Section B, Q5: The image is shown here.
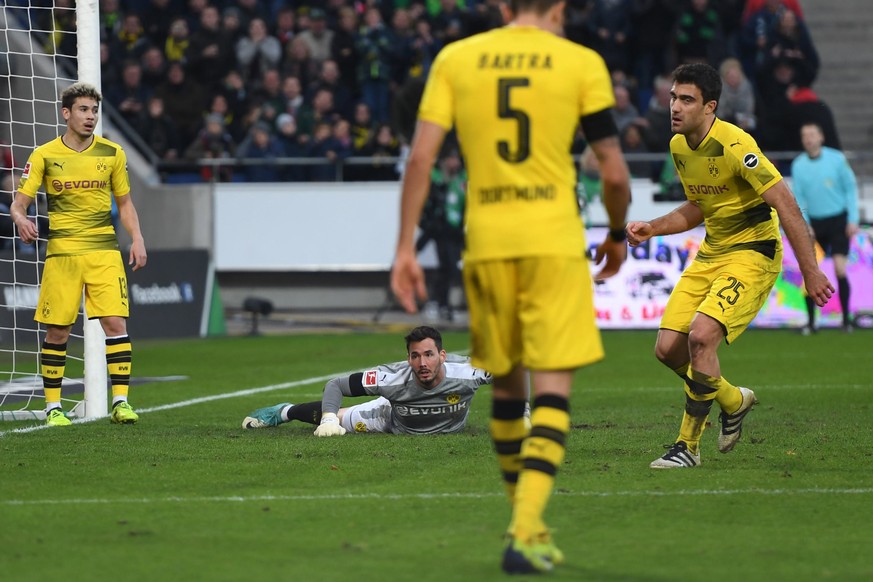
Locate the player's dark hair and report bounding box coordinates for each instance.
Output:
[673,63,721,109]
[61,83,103,109]
[404,325,443,352]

Objective
Reproduce the lines of text in the material word for word, without the picture.

Solved problem
Section B, Q5: The image is shown here.
Locate the player's dark hair and report bounding box coordinates for each instance.
Output:
[673,63,721,109]
[61,83,103,109]
[404,325,443,352]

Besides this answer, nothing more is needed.